▸ INSTRUÇÃO:
Devolva sem alterações o trecho dos registros que vai do início até a linha que contém "[[[129,272],[124,213],[21,214],[7,221],[11,312]]]", com essa linha inclusa. Deixe as imagens fora da resposta.

▸ DADOS DE ORIGEM:
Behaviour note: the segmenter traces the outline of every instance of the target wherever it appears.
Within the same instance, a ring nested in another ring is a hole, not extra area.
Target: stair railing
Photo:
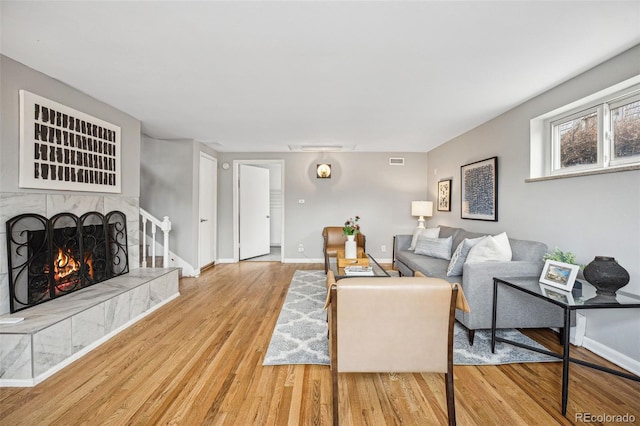
[[[166,268],[169,265],[169,231],[171,231],[171,221],[169,220],[169,216],[165,216],[161,221],[153,217],[149,212],[144,209],[140,209],[140,219],[142,220],[142,267],[147,267],[147,222],[151,222],[151,239],[153,243],[151,244],[151,267],[156,267],[156,230],[160,228],[160,230],[164,234],[164,242],[163,242],[163,254],[162,254],[162,265]]]

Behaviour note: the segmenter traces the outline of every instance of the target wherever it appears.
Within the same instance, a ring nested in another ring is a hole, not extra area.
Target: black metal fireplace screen
[[[129,272],[124,213],[21,214],[7,221],[11,312]]]

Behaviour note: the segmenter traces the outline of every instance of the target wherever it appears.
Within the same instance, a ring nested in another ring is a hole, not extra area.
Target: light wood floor
[[[321,265],[244,262],[182,279],[181,297],[43,383],[0,389],[0,424],[331,424],[329,367],[262,366],[296,269]],[[527,333],[559,349],[550,330]],[[456,366],[458,424],[564,425],[581,423],[579,413],[640,422],[640,383],[577,365],[562,417],[560,372],[560,363]],[[438,374],[341,375],[340,401],[345,425],[446,422]]]

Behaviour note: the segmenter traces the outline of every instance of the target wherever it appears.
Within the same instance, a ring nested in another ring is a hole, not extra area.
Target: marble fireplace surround
[[[119,210],[127,217],[129,271],[140,265],[140,208],[137,197],[115,195],[61,195],[48,193],[0,193],[0,315],[9,313],[9,275],[7,265],[7,220],[23,213],[52,217],[69,212],[76,216],[96,211],[107,214]],[[47,302],[48,303],[48,302]]]
[[[178,268],[138,268],[2,315],[0,386],[35,386],[180,295]]]
[[[113,210],[127,217],[129,273],[9,314],[7,220],[23,213],[52,217]],[[138,197],[0,193],[0,318],[25,318],[0,325],[0,386],[34,386],[179,296],[178,269],[139,268],[139,215]]]

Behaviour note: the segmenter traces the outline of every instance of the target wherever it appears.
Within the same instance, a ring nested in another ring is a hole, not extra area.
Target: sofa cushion
[[[451,262],[449,262],[449,268],[447,269],[448,277],[462,275],[462,267],[464,266],[464,262],[467,260],[469,251],[471,251],[473,246],[478,244],[483,238],[486,238],[486,236],[465,238],[460,244],[458,244],[458,247],[456,247],[456,250],[451,256]]]
[[[483,238],[471,248],[467,262],[510,261],[511,245],[506,232]]]
[[[440,228],[416,228],[416,230],[413,231],[413,238],[411,238],[409,250],[415,250],[420,235],[428,238],[438,238],[440,236]]]
[[[427,238],[419,235],[416,243],[416,254],[431,256],[437,259],[451,259],[451,243],[453,237],[448,238]]]
[[[420,271],[428,277],[445,278],[447,276],[448,260],[415,254],[409,250],[396,252],[396,259],[412,271]]]

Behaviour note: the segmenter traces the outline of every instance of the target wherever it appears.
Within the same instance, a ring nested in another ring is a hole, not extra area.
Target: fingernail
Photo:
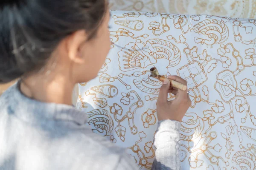
[[[164,85],[166,85],[167,84],[168,84],[169,82],[169,80],[168,79],[165,79],[163,84]]]

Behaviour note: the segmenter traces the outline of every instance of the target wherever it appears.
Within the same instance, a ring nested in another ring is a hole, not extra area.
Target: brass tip
[[[150,68],[150,74],[152,77],[157,77],[159,76],[159,73],[157,69],[155,67],[152,67]]]

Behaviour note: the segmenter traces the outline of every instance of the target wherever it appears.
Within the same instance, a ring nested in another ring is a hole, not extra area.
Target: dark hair
[[[41,68],[76,31],[84,29],[93,38],[108,6],[104,0],[1,1],[0,83]]]

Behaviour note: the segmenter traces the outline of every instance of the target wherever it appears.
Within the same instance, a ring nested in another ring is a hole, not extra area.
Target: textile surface
[[[255,18],[256,0],[110,0],[111,9]]]
[[[150,168],[161,85],[149,76],[155,67],[188,82],[183,169],[255,169],[255,20],[114,11],[110,26],[105,63],[79,87],[77,107],[94,132],[127,148],[140,168]]]

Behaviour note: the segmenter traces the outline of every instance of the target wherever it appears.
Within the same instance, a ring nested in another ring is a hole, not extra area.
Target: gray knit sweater
[[[0,170],[136,170],[124,148],[92,132],[86,115],[28,98],[17,84],[0,97]],[[180,123],[158,123],[154,170],[180,169]]]

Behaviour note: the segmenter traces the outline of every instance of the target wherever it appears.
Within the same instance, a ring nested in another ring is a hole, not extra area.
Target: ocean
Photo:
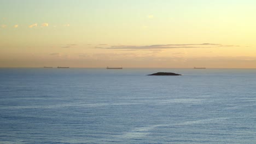
[[[255,69],[1,68],[0,143],[254,144],[255,86]]]

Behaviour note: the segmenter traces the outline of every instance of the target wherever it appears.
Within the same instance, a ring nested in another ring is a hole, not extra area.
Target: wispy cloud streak
[[[181,48],[210,48],[211,46],[218,47],[239,46],[235,45],[223,45],[219,44],[202,43],[202,44],[168,44],[168,45],[113,45],[108,47],[95,47],[104,49],[113,50],[159,50],[167,49]]]

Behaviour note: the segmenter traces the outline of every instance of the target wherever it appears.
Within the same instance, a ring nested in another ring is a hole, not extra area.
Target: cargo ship
[[[120,68],[111,68],[111,67],[107,67],[107,69],[122,69],[123,68],[122,68],[122,67],[120,67]]]
[[[69,67],[58,67],[57,68],[64,68],[64,69],[67,69],[69,68]]]
[[[206,69],[206,68],[196,68],[196,67],[194,67],[194,69]]]

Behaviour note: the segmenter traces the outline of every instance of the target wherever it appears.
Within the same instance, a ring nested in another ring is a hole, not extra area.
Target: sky
[[[0,0],[0,67],[256,68],[254,0]]]

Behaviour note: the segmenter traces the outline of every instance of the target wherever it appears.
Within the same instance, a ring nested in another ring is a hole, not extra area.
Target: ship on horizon
[[[66,68],[66,69],[69,68],[69,67],[57,67],[57,68]]]
[[[203,67],[201,67],[201,68],[194,67],[194,69],[206,69],[206,68],[203,68]]]
[[[115,67],[115,68],[114,68],[114,67],[107,67],[107,69],[122,69],[123,68],[122,68],[122,67]]]

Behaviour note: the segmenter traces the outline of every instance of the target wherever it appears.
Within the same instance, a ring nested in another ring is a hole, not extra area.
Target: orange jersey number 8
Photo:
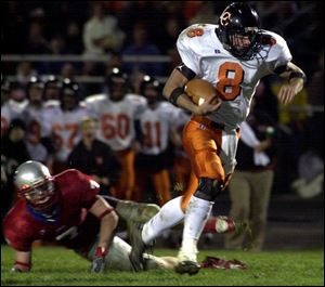
[[[235,100],[242,91],[244,69],[238,63],[225,62],[219,68],[217,90],[223,101]]]
[[[191,28],[186,31],[187,37],[193,38],[196,36],[203,36],[205,34],[203,28]]]

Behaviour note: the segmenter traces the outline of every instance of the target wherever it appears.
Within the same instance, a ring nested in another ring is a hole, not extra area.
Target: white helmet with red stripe
[[[54,205],[53,178],[43,164],[34,160],[22,164],[14,173],[14,184],[18,197],[25,197],[35,210],[48,210]]]

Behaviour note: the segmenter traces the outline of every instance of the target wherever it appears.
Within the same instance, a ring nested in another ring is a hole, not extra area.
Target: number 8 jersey
[[[208,116],[211,120],[236,129],[249,114],[259,80],[291,60],[286,41],[277,34],[263,30],[258,56],[243,61],[226,51],[216,32],[217,25],[195,24],[183,30],[177,47],[183,64],[197,78],[211,82],[223,100],[221,107]]]

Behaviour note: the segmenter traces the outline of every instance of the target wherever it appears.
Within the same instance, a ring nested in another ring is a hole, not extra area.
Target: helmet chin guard
[[[37,211],[46,211],[55,204],[55,187],[49,169],[41,162],[28,160],[14,173],[18,197],[24,197]]]

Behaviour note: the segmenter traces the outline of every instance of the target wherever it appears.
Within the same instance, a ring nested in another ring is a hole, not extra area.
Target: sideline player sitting
[[[132,270],[131,247],[114,237],[117,213],[144,222],[159,210],[155,205],[104,198],[98,195],[99,184],[80,171],[69,169],[52,177],[46,166],[32,160],[17,168],[14,183],[21,198],[3,223],[5,238],[16,250],[13,272],[30,271],[31,245],[38,239],[56,242],[92,260],[91,272],[103,272],[105,268]],[[148,269],[172,268],[176,262],[145,258]]]

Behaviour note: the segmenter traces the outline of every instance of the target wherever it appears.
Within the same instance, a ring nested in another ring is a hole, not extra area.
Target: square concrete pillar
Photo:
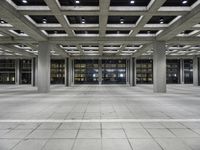
[[[166,93],[166,46],[164,41],[153,43],[153,91]]]
[[[99,65],[99,85],[102,84],[102,59],[98,60]]]
[[[71,58],[68,58],[68,64],[67,64],[67,77],[68,77],[68,86],[73,85],[73,60]]]
[[[130,59],[130,65],[129,65],[129,81],[130,86],[136,86],[136,59],[131,58]]]
[[[193,58],[193,85],[199,86],[199,64],[197,56]]]
[[[184,84],[184,60],[180,59],[180,83]]]
[[[40,42],[38,47],[38,92],[47,93],[50,90],[50,44]]]
[[[19,59],[15,60],[15,84],[20,84],[20,68],[19,68]]]

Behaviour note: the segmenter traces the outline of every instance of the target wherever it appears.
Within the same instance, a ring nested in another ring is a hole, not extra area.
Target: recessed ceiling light
[[[22,3],[27,4],[28,1],[27,0],[22,0]]]
[[[42,23],[46,24],[46,23],[47,23],[47,19],[46,19],[46,18],[43,18],[43,19],[42,19]]]
[[[130,1],[130,4],[134,4],[134,3],[135,3],[135,1],[134,1],[134,0],[131,0],[131,1]]]
[[[182,0],[182,4],[187,4],[188,1],[187,0]]]
[[[81,19],[81,23],[83,23],[83,24],[85,23],[85,18]]]
[[[123,19],[123,18],[120,19],[120,23],[121,23],[121,24],[124,23],[124,19]]]
[[[161,24],[164,23],[164,18],[160,18],[160,23],[161,23]]]
[[[19,34],[24,34],[24,32],[20,31]]]
[[[75,0],[75,3],[76,3],[76,4],[80,4],[80,1],[79,1],[79,0]]]
[[[5,23],[5,21],[3,21],[2,19],[0,19],[0,23],[1,23],[1,24],[4,24],[4,23]]]

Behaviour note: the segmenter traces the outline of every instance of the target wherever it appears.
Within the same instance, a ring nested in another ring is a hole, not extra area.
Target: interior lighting
[[[123,18],[120,19],[120,23],[121,23],[121,24],[124,23],[124,19],[123,19]]]
[[[80,1],[79,1],[79,0],[75,0],[75,3],[76,3],[76,4],[80,4]]]
[[[27,4],[28,1],[27,0],[22,0],[22,3]]]
[[[85,18],[81,19],[81,23],[84,24],[85,23]]]
[[[47,23],[47,19],[46,19],[46,18],[43,18],[43,19],[42,19],[42,23],[43,23],[43,24],[46,24],[46,23]]]
[[[164,23],[164,19],[160,18],[160,23],[163,24]]]
[[[188,1],[187,0],[182,0],[182,4],[187,4]]]
[[[130,4],[134,4],[134,3],[135,3],[135,1],[134,1],[134,0],[131,0],[131,1],[130,1]]]

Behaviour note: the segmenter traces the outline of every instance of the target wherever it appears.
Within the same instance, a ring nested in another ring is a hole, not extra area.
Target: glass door
[[[126,60],[102,60],[103,84],[126,84]]]
[[[185,84],[193,83],[193,60],[192,59],[184,60],[184,83]]]
[[[74,83],[75,84],[98,84],[99,83],[98,60],[80,59],[74,60]]]
[[[180,83],[180,60],[167,60],[167,83]]]
[[[31,84],[31,60],[22,59],[19,61],[20,84]]]
[[[136,60],[136,81],[137,84],[153,83],[153,60],[138,59]]]
[[[51,60],[51,84],[65,83],[65,60],[52,59]]]
[[[0,84],[15,84],[15,60],[0,60]]]

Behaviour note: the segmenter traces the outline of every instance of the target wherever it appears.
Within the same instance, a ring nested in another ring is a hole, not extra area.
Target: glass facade
[[[136,60],[136,82],[137,84],[153,83],[153,60],[138,59]]]
[[[102,60],[102,84],[126,84],[126,60]]]
[[[180,83],[180,60],[167,60],[167,83]]]
[[[15,84],[15,60],[0,60],[0,84]]]
[[[51,84],[65,83],[65,60],[52,59],[51,60]]]
[[[29,59],[19,61],[20,84],[31,84],[31,63]]]
[[[98,84],[99,65],[98,60],[74,60],[75,84]]]
[[[193,83],[193,60],[192,59],[184,60],[184,83],[185,84]]]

▸ SOLUÇÃO DO EXERCÍCIO:
Behaviour note: the segmenter traces the outline of every instance of the target wherever it appears.
Within the same instance, a ring nested in another ring is a hole, not extra area.
Target: stair railing
Photo:
[[[166,268],[169,265],[169,231],[171,231],[171,221],[169,220],[169,216],[165,216],[161,221],[153,217],[149,212],[144,209],[140,209],[140,219],[142,220],[142,267],[147,267],[147,222],[151,222],[151,239],[153,243],[151,244],[151,267],[156,267],[156,230],[160,228],[160,230],[164,234],[164,242],[163,242],[163,254],[162,254],[162,265]]]

Behaviour note: the segmenter traces the outline of every instance of the target wherever it appears.
Within the same instance, a ring nested in another ring is a hole, not extra area.
Target: black metal fireplace screen
[[[129,272],[124,213],[21,214],[7,221],[11,312]]]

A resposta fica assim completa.